[Excerpt — start]
Montana law only allows physicians and physicians’ assistants to perform the murderous procedure, and only one other state, California, permits nurses to abort babies. Nonetheless, the ACLU lawsuit was filed on behalf of two APRNs who would like to broaden their professional practices to include abortion.

In a press release, the ACLU insists that “only a handful of clinics currently provide abortions in Montana, each separated by great distances. Because of this shortage of abortion providers, many Montanans seeking access to abortion services face significant burdens, including the time and costs of having to travel several hours to their nearest provider.”

Caitlin Borgmann, executive director of ACLU's Montana outpost, called it “common sense” to allow nurses to perform the barbaric procedure. Laying aside the obvious safety issues of such a move, she went as far as to call prohibiting APRNs from performing abortions “unconstitutional,” insisting that her clients “just want to be able to provide safe, compassionate care to their patients. The Montana Constitution demands that they be allowed to do so.”

In 2017, the ACLU partnered with Planned Parenthood in a similar lawsuit challenging a Maine law that prohibits nurse practitioners and mid-wives from performing abortions in that state. At that time Teresa McCann-Tumidajski of Maine Right to Life told reporters: “We are against violence inside and outside the womb. We don’t want to open up new avenues of access to abortion.”
[Excerpt — finish]
### Problem set
(A) Answer these questions using the excerpt on the Montana abortion lawsuit.
(i) Which state, according to the excerpt, is the only one other than Montana that permits nurses to perform abortions?
(ii) Who is the executive director of the ACLU's Montana outpost?
(iii) In what year did the ACLU partner with Planned Parenthood in the Maine lawsuit?
(B) Continue the excerpt on the Montana abortion lawsuit, starting after its final sentence.
The lines that come next have nothing to do with the excerpt on the Montana abortion lawsuit.
[Data segment — start]
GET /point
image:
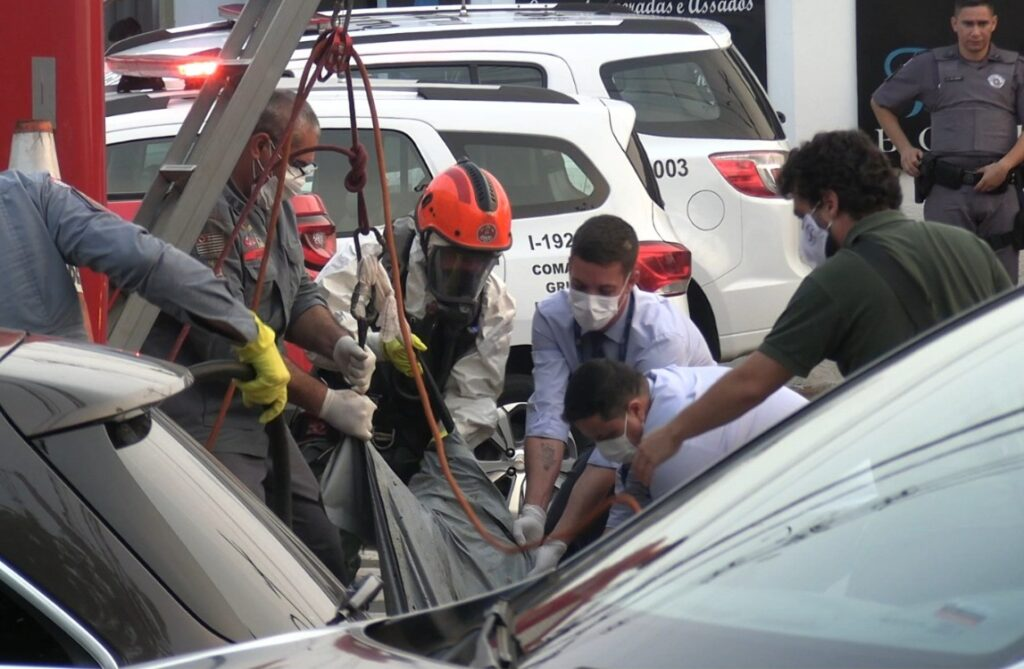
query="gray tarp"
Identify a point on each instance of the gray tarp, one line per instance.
[Data segment — finish]
### Results for each task
(A)
(i) California
(ii) Caitlin Borgmann
(iii) 2017

(B)
One factor in the lawsuits may be the decreasing number of doctors willing to perform abortions. According to the pro-abortion Guttmacher Institute, the de facto research arm of Planned Parenthood, in 1982 there were 2,918 abortion doctors practicing in America, a number that decreased to 1,720 by 2011, and has slid even further since.

Additionally, with states passing laws that have shuttered abortion clinics across America, and with few young physicians who want to replace rapidly retiring abortionists, it is, thankfully, becoming increasingly difficult for women so inclined to find individuals and facilities who are willing to be complicit in the murder of pre-born babies.